◆ Lines of data

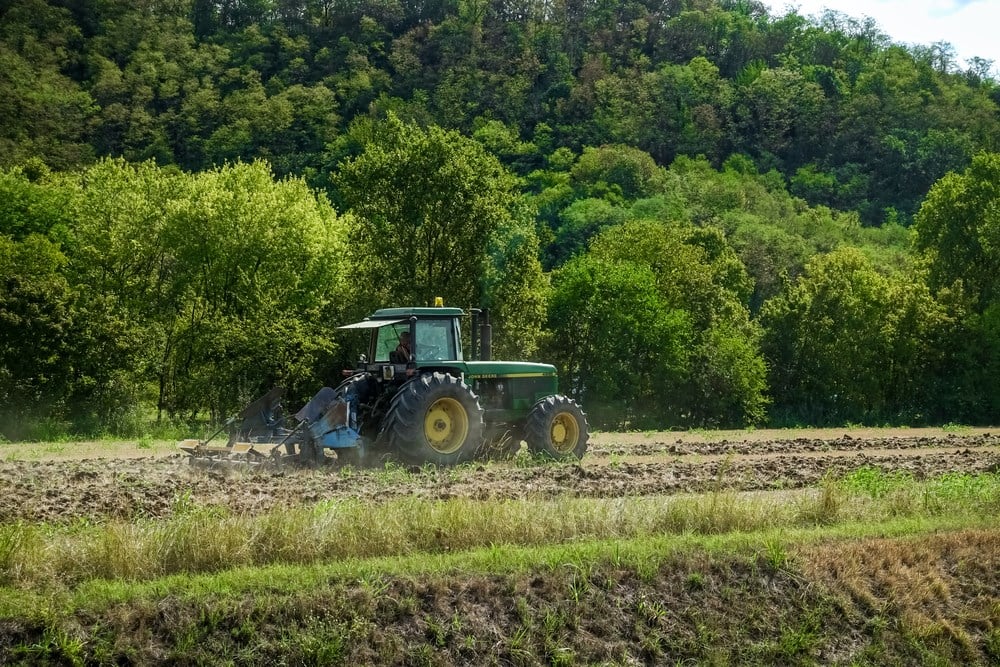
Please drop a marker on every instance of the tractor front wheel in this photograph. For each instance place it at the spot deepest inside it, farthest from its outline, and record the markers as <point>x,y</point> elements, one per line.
<point>557,427</point>
<point>435,419</point>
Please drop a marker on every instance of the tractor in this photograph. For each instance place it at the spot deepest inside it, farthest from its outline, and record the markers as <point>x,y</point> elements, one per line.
<point>414,396</point>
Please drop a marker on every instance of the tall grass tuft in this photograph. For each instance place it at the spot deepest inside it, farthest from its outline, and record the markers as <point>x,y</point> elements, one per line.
<point>208,539</point>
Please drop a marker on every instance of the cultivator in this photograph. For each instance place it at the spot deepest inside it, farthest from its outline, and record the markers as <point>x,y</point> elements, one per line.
<point>262,435</point>
<point>413,396</point>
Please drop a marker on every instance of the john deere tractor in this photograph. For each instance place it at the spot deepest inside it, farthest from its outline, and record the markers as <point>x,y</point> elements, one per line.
<point>424,403</point>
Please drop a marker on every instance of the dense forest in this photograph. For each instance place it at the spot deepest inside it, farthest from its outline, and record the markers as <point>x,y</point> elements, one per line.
<point>702,213</point>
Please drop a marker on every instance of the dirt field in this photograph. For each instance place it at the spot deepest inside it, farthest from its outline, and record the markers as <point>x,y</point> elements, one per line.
<point>121,480</point>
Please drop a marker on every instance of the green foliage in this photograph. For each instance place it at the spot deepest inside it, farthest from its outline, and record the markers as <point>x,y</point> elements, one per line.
<point>435,215</point>
<point>589,105</point>
<point>619,346</point>
<point>839,322</point>
<point>650,326</point>
<point>958,230</point>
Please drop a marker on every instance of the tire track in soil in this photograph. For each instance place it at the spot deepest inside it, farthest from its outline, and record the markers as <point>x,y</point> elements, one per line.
<point>129,488</point>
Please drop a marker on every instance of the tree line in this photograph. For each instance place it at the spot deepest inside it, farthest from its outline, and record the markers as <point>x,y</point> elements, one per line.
<point>702,214</point>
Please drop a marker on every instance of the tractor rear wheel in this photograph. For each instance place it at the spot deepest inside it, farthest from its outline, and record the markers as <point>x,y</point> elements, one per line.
<point>557,427</point>
<point>435,418</point>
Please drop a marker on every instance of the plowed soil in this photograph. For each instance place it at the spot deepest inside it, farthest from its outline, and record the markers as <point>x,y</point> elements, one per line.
<point>124,482</point>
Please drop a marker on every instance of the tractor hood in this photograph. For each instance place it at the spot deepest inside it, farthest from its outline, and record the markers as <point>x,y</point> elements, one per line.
<point>488,369</point>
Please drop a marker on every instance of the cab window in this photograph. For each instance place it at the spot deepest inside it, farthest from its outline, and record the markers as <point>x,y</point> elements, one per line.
<point>388,339</point>
<point>435,340</point>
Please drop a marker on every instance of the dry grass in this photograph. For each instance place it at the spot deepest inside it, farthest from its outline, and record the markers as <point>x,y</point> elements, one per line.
<point>207,539</point>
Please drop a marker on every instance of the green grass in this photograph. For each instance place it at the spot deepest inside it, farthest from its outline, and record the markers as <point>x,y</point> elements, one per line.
<point>198,539</point>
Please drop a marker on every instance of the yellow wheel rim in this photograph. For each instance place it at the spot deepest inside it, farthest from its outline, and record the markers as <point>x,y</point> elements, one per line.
<point>565,432</point>
<point>446,425</point>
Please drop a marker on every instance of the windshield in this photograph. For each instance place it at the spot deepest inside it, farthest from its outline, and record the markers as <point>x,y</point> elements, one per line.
<point>435,341</point>
<point>389,338</point>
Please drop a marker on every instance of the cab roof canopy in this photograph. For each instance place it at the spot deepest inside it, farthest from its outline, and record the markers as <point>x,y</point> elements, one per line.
<point>394,313</point>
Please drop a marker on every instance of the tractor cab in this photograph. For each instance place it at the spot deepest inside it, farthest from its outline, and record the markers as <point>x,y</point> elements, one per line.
<point>405,340</point>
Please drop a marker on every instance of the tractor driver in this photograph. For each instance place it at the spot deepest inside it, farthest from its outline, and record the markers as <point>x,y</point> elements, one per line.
<point>403,350</point>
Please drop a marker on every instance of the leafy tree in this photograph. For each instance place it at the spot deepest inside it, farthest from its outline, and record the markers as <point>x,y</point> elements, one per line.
<point>698,275</point>
<point>426,202</point>
<point>958,230</point>
<point>846,343</point>
<point>36,320</point>
<point>225,275</point>
<point>619,346</point>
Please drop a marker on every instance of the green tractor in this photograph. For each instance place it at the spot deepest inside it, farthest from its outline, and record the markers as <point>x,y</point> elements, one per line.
<point>416,397</point>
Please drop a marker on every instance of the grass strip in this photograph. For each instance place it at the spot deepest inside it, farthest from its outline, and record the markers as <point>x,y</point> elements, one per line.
<point>206,539</point>
<point>644,556</point>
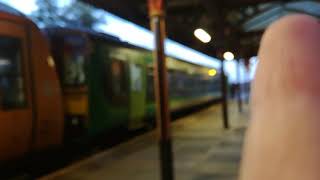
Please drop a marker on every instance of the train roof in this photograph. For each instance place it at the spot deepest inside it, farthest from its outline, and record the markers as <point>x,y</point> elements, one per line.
<point>93,34</point>
<point>7,9</point>
<point>101,36</point>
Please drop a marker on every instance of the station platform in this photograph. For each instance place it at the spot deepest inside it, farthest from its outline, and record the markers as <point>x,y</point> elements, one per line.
<point>202,150</point>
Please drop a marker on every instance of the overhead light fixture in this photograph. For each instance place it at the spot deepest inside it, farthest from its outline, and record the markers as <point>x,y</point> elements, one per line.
<point>202,35</point>
<point>229,56</point>
<point>212,72</point>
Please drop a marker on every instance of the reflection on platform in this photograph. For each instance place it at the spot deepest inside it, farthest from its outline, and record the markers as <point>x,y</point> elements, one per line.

◆ Given instruction
Extract every line of the items above verbatim, leaving the pictures out of your answer.

◆ Written answer
Please drop a marker on every instance of the tractor front wheel in this photograph. For each instance place it at the spot deepest inside it, farthest from its outline, and record the markers as <point>x,y</point> elements, one per line.
<point>557,427</point>
<point>435,419</point>
Please drop a marker on every instance of the tractor in this photograph. For each instance place it at the spot deepest inside it, farthest from its outline, and record the markers as <point>x,y</point> elements, one per line.
<point>414,396</point>
Please drop a marker on every instance of the tall grass tuft in this photograph. For each instance place it at the spot deepest inside it, farthest from its outline, and record the markers as <point>x,y</point> elements, one per line.
<point>208,539</point>
Please drop a marker on every instance of the cultivator in this photograph. For each instance place it at the spot deepest inside it, farthest from its outline, and record the markers as <point>x,y</point> elements, one per line.
<point>262,435</point>
<point>413,396</point>
Please drop a marker on every instance of the john deere tractor in this photograph. For each instance place it at the spot deepest inside it, farthest from its outline, and record the markers as <point>x,y</point> elements, one per line.
<point>424,403</point>
Please drop a marker on every instance of the dense forest in this photograph. For each instance place it at the spot deepest inside it, farthest from its outline, and record the markers as <point>x,y</point> elements, one per line.
<point>702,213</point>
Please drop a marker on every instance of the dirt field in this photograph. For each instance place it at the spot deepest inside it, farthest from its outline, and record the markers as <point>x,y</point> elements, one per line.
<point>121,480</point>
Please drop a marker on every instance of the green foliage in this photograph. For each instance place it at the spot deepest inside it, farthest from its outline, and record the markers as <point>x,y</point> elements, one per line.
<point>435,215</point>
<point>589,105</point>
<point>619,346</point>
<point>839,322</point>
<point>650,326</point>
<point>958,230</point>
Please drop a marker on every instance of the tire track in soil in this photograph. For each instance place it at the spot deepest inside it, farthest from its outline, and record the markers as <point>x,y</point> elements, one per line.
<point>129,488</point>
Please drop a marker on every instance of the tree line in this photograph. For each instance place it at the spot deepest inside it, farthest from its outline, and record the markers as <point>x,y</point> elements, one per line.
<point>702,214</point>
Please drop a marker on every instance of the tractor rear wheel in this photograph. For each instance place it at the spot deepest inside it, farthest from its outline, and record the markers as <point>x,y</point> elements, one per line.
<point>557,427</point>
<point>435,418</point>
Please drop a marker on every instance of the plowed soil in this photograph. For each instance place it at the spot deepest inside it, farthest from its outline, and record the markers as <point>x,y</point> elements, one per line.
<point>124,482</point>
Please drop a marker on every instance of the tractor hood in this photograph. For each instance place it at the spot deepest inside it, farthest from its outline, and record the markers as <point>x,y</point> elements, one per line.
<point>488,369</point>
Please drop a marker on every instance of the cab window in this photograph. For each instance place it at the spot deepest inside it, farthest from its outline, and record the markers as <point>x,y</point> elements, one per line.
<point>388,339</point>
<point>435,340</point>
Please drop a marker on every instance of the dry grass in this photograph. For each instance place it at the spot deepest inside it, farthest from its outline, and record the markers as <point>x,y</point> elements, one per line.
<point>207,539</point>
Please drop a marker on every instance of the green grass in this photograph. For each instance place it at the spot deepest inside it, farthest from its outline, and record the markers as <point>x,y</point> elements, one per line.
<point>198,539</point>
Please drop a marker on every instance of the yellow wheel rim in this photograph. For each instance place it at the spot deepest inside it, farthest from its outline, and record the markers as <point>x,y</point> elements, one per line.
<point>565,432</point>
<point>446,425</point>
Please drop a marker on every instance of the windshield in this photograph. For each instance place it at the spot deepest inside it, farthest from its outline, and record the markers as <point>x,y</point> elements, one per line.
<point>435,341</point>
<point>389,338</point>
Please drop a marker on every instance of the cab roof canopy in this photograph. For each instance place it at the spot deepest inside it, farthest from its outline, and record the markers as <point>x,y</point> elements, one per line.
<point>394,313</point>
Please drop a marker on every instance of the tractor cab in this photograph. For each instance place it at the spot deepest inside it, farthest from its outline, and record the markers as <point>x,y</point> elements, one per line.
<point>405,340</point>
Please drop a marker on every instance of the tractor driver in this photograph. For each instance place it at the spot deepest inside it, farthest from its outline, and record the markers as <point>x,y</point> elements, one per line.
<point>403,350</point>
Please drop a marker on every instance of the leafy tree in this photograph. For each instance place it at the spot deepest inside it, farthest from its outline, and record the markers as <point>x,y</point> elements, one per line.
<point>698,275</point>
<point>426,202</point>
<point>958,230</point>
<point>846,343</point>
<point>36,320</point>
<point>225,275</point>
<point>619,346</point>
Please drop a marker on every instance of the green tractor in this photograph. For each instance place it at the spot deepest inside it, farthest from its outline, and record the markers as <point>x,y</point> elements, one per line.
<point>416,397</point>
Please drop a marker on every instance of the grass strip in this photograph. For each instance place it at the spot deepest inside it, farthest from its outline, and record the markers as <point>x,y</point> elements, one per line.
<point>206,539</point>
<point>644,556</point>
Please drop a marker on every instance of the train roof in this photograph. For each instance place it at the spot deepest inside it, farthest from its outline, and record the markers as <point>x,y</point> elements, one per line.
<point>93,34</point>
<point>7,9</point>
<point>101,36</point>
Please drop a marker on every instance of the station platform in this photograph. For each instance place it at the spot deepest inside it, farthest from its outline, and record the markers as <point>x,y</point> elements, one per line.
<point>202,150</point>
Please drop a marker on every instance of the overhead light fixture in this photograph. For each instance place it at the spot deepest inside it, farthest from its outline, and record the markers as <point>x,y</point> elements, one per line.
<point>202,35</point>
<point>229,56</point>
<point>212,72</point>
Please drop a marker on every instance of the reflection on platform in this photograph. For each instance place it at the spot deepest inside it, farthest from its outline, and record the markers as <point>x,y</point> elements, one per line.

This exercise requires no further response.